In this paper, a finite mixture of continuous distributions is introduced to avoid the integration calculation of the model, which is still based on the framework of the CL model and therefore called the finite-mixture CL (FMCL) model. The proposed model not only retains the advantages of random utility theory, but also avoids the calculation of numerical integration, and more intuitively shows the influence of variables on time choice. Then simulation experiments of the FMCL model are conducted to verify the model estimation procedure. In an empirical study, the proposed model is applied for non-commuters’ shopping activity start time, based on Shanghai Household Travel Survey data, using the expectation-maximization (EM) algorithm. Non-commuting activities are chosen because the schedule of non-commuting activities is relatively flexible and has a larger choice space for demonstration purpose.
The remainder of the paper is organized as follows. The next section is a literature review of the TOD modeling, and is followed by a section that gives the equations of the CL model, the FMCL model, and the estimation method. The fourth section shows the simulation experiments of the FMCL model. The fifth section gives the results of the empirical study based on the FMCL model and the analysis of model estimation results. In the last section, some conclusions are drawn and some suggestions for future work are discussed.
Literature Review
TOD choice and time use are two important components of activity scheduling. Time use focuses on time allocation decisions, and capturing the interactions between duration, travel time, and activity–travel frequency. The fractional logit model, multiple discrete-continuous extreme value (MDCEV) model, and episode-based MDCEV model are mainly applied to the studies of time-use problems ( 9 – 13 ). Currently, the improvements proposed by Saxena et al. ( 12 ) and Palma et al. ( 13 ) for the episode-based MDCEV model are new advances in this field.
In the four-step travel-based demand forecasting model, the trip departure time is usually classified into a few peak and off-peak periods, for aggregating trip frequencies in each time period. As the focus of transportation planning shifts from long-term transportation infrastructure construction to short-term travel demand management policies, the activity-based travel demand model is more suitable for travel demand forecasting, which increasingly requires higher resolution of time measures, but time-choice modeling is still one of the main weaknesses of current activity-based travel demand forecasting models.
The TOD models in the literature can be divided into two main categories: (1) models that consider time as a discrete variable; and (2) models that consider time as a continuous variable.
The first category of time-choice models are discrete choice models, which can directly compute the choice utility of travelers and provide a convenient form for TOD choice models. However, these models require the division of time into discrete time intervals ( 14 , 15 ), and the interval boundaries are often arbitrarily set; nevertheless, the convenient structural form of discrete choice models has many advantages for model estimation and application. Discrete choice models have been used extensively in the literature for time-choice modeling.
Some researchers divided time into different time intervals and used MNL models to model commuting departure time choice ( 16 – 26 ). To address the property of the independence of irrelevant alternatives of MNL models, some researchers have applied the nested logit model ( 27 ), the cross-nested logit model ( 28 – 30 ), the ordered GEV model ( 31 – 33 ), the dogit ordered GEV model ( 34 ), the mixed logit model ( 35 – 38 ), or the multinomial probit (MNP) model ( 39 , 40 ) to solve the problem of correlations between alternatives. However, there is no robust theory to support the determination of interval criteria for time-choice discretization; Some researchers discretized time into 5–15-min intervals ( 16 , 17 , 24 ), some discretized time into 30-min to 1-h intervals ( 7 , 27, 41), and some divided time into morning and evening peak hours for study (14, 18, 20, 21, 30–33, 42, 43). The difference for interval division will place adjacent time points that are not much different for travelers into different time intervals, and this becomes a problem that cannot be solved using discrete choice models.

◆ Written exercise 1: Reproduce the part of the excerpt on time-of-day choice modeling that opens with the words containing "In the four-step" and closes with "demand forecasting models.".
◆ Written exercise 2: In the excerpt on time-of-day choice modeling, what algorithm is used to apply the proposed model in the empirical study?

◆ Provided records:
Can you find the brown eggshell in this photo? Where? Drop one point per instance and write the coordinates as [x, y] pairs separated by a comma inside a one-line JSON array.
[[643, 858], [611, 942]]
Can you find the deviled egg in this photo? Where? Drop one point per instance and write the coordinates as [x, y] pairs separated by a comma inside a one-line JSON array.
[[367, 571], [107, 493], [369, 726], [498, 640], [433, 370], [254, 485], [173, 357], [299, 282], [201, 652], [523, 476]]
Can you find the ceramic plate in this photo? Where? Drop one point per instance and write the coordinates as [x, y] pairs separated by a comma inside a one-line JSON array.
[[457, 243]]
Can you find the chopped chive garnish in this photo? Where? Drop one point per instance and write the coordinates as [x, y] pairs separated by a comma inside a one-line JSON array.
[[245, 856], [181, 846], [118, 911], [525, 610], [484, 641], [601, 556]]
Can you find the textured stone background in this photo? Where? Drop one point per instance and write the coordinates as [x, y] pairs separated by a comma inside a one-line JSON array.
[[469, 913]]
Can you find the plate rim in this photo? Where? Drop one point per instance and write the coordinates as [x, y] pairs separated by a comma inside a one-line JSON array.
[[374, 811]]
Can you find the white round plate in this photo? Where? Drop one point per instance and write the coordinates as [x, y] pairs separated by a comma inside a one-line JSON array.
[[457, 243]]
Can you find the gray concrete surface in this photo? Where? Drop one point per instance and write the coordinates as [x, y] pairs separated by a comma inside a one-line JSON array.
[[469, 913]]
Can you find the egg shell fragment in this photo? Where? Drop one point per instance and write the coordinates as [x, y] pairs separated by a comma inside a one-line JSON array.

◆ Worked solution 1:
In the four-step travel-based demand forecasting model, the trip departure time is usually classified into a few peak and off-peak periods, for aggregating trip frequencies in each time period. As the focus of transportation planning shifts from long-term transportation infrastructure construction to short-term travel demand management policies, the activity-based travel demand model is more suitable for travel demand forecasting, which increasingly requires higher resolution of time measures, but time-choice modeling is still one of the main weaknesses of current activity-based travel demand forecasting models.

◆ Worked solution 2: The expectation-maximization (EM) algorithm.